__Описание задания__
Продублируйте без изменений фрагмент текста о процессе эбертистов между словами «Процесс эбертистов проходил» и «всех участников процесса106.» включительно.

__Приведённый текст__

Процесс эбертистов проходил в форме так называемой амальгамы. Суть этого приема, изобретение которого приписывается чаще всего Фукье-Тенвилю, прокурору Революционного трибунала, заключалась в следующем. Лица, действительно виновные в тех или иных политических акциях, соединялись механически с группой других лиц, с которыми в реальной жизни не были связаны. Например, к процессу эбертистов была присоединена группа иностранных шпионов — так они по крайней мере были представлены публике — Проли, Перейра, Дефие и другие. Это и было амальгамой: люди, не имевшие ничего общего с эбертистами, были с ними соединены воедино. В процессе участвовал и прямой полицейский агент, который был разоблачен тем, что в конце остался единственным живым из всех участников процесса106.

Знал ли обо всех этих деталях, всех этих правовых нарушениях Робеспьер? Об этом трудно судить, он не был, конечно, вездесущ, и собственно аппарат репрессивных органов не был в его руках — он подчинялся Комитету общественной безопасности, но политическую ответственность за процесс эбертистов он нес. Казнь Эбера, Моморо, Ронсена, Венсана была предрешена Комитетом общественного спасения еще до того, как Революционный трибунал вынес им смертный приговор.

__Предоставленные записи__
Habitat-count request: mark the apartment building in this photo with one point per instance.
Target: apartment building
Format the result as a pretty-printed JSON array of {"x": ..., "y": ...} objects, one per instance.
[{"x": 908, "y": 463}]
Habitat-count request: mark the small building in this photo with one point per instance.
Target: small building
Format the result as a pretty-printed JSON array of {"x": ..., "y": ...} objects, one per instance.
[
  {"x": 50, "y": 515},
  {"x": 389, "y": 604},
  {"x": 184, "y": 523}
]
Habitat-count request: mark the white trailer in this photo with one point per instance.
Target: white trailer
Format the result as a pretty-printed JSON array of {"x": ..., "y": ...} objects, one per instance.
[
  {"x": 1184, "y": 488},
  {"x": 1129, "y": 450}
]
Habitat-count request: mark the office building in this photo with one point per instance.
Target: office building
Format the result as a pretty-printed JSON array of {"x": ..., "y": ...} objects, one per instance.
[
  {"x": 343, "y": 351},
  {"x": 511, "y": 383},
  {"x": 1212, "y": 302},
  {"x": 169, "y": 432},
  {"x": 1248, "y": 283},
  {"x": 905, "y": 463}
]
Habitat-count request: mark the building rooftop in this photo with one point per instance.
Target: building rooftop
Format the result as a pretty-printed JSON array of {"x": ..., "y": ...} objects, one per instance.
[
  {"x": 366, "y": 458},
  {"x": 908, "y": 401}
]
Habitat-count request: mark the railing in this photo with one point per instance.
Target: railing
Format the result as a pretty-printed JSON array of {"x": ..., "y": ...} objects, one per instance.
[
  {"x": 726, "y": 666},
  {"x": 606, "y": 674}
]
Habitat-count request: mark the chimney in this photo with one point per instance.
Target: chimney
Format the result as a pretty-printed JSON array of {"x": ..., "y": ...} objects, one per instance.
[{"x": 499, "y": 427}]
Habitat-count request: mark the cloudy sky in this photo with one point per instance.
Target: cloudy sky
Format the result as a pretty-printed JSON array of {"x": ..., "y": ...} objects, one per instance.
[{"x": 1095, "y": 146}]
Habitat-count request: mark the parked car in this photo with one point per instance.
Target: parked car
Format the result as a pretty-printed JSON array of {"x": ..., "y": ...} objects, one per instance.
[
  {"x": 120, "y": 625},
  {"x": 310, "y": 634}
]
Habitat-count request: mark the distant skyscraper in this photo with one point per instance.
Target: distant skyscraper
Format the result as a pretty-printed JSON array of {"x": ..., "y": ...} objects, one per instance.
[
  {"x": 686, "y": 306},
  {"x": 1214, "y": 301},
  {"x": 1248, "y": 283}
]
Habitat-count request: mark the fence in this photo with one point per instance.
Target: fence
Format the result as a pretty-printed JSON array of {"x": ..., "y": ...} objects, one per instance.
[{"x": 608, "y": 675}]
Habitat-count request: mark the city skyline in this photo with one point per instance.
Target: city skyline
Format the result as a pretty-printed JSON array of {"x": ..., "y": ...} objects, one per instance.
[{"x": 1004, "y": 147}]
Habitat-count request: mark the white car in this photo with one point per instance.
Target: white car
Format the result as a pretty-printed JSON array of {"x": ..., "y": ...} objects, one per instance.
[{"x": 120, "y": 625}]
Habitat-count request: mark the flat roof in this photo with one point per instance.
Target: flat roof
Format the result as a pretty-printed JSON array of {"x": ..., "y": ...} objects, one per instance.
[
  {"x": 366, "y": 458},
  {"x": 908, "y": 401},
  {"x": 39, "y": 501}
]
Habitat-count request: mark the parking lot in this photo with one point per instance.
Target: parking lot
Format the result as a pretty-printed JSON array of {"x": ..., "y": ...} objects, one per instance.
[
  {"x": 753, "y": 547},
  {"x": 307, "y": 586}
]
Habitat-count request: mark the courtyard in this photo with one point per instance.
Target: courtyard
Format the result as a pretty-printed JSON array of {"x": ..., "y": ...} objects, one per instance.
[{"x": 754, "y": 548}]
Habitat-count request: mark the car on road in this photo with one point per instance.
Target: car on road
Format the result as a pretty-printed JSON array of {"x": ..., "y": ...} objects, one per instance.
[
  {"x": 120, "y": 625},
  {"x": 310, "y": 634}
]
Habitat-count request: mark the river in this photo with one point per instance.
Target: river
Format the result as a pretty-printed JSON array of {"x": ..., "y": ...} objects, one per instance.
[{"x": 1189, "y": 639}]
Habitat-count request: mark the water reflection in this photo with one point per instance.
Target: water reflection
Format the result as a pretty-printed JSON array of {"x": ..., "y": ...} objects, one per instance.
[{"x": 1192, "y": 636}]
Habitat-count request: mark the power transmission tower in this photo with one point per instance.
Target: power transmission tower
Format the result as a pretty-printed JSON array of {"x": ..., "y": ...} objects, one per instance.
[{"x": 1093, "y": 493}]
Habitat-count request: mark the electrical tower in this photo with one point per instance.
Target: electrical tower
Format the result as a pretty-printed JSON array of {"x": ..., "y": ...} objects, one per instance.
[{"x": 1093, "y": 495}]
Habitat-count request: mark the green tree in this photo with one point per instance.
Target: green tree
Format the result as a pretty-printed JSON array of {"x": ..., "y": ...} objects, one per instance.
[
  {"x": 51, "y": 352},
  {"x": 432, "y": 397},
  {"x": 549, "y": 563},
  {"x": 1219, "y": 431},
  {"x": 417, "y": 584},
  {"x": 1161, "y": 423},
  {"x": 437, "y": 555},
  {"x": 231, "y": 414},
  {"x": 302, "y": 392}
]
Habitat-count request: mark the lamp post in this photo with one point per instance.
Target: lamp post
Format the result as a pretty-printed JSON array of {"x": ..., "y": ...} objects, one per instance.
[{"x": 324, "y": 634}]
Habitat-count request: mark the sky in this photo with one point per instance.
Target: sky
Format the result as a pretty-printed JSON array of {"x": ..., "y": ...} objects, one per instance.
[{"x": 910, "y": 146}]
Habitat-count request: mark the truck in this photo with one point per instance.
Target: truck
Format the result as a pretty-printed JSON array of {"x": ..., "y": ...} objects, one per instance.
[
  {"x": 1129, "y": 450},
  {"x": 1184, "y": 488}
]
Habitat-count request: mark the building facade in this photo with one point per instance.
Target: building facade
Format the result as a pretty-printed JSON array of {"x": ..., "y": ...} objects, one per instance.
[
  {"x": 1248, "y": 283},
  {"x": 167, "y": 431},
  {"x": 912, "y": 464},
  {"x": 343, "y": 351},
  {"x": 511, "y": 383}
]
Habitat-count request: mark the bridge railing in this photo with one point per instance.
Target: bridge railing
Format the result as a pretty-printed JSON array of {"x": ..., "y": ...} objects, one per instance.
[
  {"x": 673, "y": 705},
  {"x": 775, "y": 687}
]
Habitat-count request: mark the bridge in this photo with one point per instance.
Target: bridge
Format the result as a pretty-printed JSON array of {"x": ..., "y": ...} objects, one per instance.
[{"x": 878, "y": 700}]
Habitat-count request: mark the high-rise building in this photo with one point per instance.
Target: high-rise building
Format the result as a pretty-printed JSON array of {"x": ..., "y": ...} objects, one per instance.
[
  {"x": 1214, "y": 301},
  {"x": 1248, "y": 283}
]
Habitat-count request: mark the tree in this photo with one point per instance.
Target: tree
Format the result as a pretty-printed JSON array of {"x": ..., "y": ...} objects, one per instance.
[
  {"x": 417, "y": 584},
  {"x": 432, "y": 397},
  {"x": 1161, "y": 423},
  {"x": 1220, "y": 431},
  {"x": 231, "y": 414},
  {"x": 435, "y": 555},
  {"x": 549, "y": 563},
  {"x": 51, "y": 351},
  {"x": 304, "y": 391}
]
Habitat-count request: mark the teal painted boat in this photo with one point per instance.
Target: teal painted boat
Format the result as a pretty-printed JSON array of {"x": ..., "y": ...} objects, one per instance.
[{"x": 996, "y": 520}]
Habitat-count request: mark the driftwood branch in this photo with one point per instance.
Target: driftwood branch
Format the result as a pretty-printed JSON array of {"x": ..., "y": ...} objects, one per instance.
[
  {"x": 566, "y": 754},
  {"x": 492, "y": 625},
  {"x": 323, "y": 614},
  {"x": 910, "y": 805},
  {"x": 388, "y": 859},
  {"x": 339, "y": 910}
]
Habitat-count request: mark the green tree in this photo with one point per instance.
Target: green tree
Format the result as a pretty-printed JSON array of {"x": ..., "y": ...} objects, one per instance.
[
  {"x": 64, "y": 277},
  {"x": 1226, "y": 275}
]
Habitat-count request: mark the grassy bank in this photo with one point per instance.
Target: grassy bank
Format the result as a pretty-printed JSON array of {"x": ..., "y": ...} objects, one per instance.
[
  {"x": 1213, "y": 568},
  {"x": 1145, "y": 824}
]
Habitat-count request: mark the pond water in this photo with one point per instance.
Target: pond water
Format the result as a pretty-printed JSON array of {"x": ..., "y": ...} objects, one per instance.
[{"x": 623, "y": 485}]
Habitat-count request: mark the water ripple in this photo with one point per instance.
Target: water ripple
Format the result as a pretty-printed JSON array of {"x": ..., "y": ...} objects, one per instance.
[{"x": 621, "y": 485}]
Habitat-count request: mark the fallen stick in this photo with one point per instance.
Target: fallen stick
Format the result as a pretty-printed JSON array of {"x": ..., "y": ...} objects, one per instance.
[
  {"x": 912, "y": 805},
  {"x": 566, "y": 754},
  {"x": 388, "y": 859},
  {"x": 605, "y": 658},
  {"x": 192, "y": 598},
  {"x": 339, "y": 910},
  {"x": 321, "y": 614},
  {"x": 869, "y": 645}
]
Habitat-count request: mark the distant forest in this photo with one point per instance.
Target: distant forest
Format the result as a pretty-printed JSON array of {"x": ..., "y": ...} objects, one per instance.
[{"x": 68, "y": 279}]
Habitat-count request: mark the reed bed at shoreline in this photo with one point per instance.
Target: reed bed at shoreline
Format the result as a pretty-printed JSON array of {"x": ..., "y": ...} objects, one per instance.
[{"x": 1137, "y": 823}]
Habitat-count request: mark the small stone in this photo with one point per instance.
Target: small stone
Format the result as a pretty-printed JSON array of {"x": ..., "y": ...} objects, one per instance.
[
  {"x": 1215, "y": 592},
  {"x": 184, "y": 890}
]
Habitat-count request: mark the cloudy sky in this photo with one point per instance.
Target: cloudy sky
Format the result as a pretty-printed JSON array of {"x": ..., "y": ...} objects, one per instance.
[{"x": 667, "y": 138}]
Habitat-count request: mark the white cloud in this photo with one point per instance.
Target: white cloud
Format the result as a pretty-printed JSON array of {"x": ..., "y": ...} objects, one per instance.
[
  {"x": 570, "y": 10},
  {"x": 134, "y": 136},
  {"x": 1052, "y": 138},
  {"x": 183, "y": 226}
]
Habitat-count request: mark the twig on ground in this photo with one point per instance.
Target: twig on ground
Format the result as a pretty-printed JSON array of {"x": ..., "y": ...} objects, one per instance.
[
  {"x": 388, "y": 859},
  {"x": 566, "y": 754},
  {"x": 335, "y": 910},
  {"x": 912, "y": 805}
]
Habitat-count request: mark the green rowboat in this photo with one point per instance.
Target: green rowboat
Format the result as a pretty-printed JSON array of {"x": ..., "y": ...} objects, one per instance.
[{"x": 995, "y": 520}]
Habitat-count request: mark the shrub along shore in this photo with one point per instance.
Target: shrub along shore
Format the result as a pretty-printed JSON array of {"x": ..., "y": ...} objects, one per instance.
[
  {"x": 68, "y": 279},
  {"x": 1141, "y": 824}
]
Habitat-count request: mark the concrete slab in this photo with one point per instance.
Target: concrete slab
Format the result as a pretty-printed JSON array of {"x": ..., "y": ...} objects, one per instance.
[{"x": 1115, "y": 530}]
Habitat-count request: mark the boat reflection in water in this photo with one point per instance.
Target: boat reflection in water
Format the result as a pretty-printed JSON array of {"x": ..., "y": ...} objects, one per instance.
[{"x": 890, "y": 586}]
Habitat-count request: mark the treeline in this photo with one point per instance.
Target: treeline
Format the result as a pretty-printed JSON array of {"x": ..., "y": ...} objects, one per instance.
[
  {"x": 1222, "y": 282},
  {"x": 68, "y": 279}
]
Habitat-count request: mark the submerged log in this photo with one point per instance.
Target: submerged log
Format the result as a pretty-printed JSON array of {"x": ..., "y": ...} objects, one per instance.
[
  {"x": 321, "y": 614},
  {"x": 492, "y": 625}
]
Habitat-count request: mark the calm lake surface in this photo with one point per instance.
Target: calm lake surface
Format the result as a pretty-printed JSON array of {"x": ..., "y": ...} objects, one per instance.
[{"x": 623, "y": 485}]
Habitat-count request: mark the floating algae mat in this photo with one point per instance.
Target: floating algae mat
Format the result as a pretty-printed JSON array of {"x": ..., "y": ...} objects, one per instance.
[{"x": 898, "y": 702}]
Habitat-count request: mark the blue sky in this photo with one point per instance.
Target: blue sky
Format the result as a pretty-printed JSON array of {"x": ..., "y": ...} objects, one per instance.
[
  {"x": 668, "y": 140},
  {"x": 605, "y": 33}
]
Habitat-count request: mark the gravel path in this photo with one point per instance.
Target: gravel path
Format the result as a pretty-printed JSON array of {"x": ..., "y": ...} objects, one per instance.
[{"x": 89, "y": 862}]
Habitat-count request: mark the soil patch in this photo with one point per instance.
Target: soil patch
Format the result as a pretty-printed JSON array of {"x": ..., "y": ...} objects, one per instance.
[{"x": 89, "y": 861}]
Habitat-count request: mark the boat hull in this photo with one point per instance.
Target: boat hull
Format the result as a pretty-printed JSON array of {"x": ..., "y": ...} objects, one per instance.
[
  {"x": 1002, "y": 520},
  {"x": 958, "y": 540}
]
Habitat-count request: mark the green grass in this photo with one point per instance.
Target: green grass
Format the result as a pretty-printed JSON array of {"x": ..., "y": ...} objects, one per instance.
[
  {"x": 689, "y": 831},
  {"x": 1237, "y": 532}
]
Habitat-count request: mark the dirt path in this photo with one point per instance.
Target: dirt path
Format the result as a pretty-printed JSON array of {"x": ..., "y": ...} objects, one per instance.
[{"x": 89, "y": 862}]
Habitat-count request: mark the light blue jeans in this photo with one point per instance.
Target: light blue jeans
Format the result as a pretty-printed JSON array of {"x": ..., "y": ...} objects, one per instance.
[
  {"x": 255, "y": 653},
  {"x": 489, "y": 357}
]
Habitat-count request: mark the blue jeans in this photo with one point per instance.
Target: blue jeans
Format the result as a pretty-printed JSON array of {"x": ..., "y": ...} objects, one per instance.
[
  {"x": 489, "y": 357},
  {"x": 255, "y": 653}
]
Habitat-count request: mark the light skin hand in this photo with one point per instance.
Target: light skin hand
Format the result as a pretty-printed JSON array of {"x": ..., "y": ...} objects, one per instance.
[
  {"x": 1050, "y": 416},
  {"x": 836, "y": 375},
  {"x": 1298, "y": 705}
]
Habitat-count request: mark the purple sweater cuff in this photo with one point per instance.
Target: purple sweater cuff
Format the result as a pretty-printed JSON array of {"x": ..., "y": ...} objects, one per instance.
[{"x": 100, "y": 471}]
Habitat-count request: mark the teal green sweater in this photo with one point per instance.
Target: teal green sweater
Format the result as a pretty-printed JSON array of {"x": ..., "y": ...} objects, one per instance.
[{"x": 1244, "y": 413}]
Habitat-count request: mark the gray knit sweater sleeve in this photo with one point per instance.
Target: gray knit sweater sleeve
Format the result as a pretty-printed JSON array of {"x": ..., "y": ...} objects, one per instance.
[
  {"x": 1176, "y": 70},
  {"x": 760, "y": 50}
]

__Ответ к заданию__
Процесс эбертистов проходил в форме так называемой амальгамы. Суть этого приема, изобретение которого приписывается чаще всего Фукье-Тенвилю, прокурору Революционного трибунала, заключалась в следующем. Лица, действительно виновные в тех или иных политических акциях, соединялись механически с группой других лиц, с которыми в реальной жизни не были связаны. Например, к процессу эбертистов была присоединена группа иностранных шпионов — так они по крайней мере были представлены публике — Проли, Перейра, Дефие и другие. Это и было амальгамой: люди, не имевшие ничего общего с эбертистами, были с ними соединены воедино. В процессе участвовал и прямой полицейский агент, который был разоблачен тем, что в конце остался единственным живым из всех участников процесса106.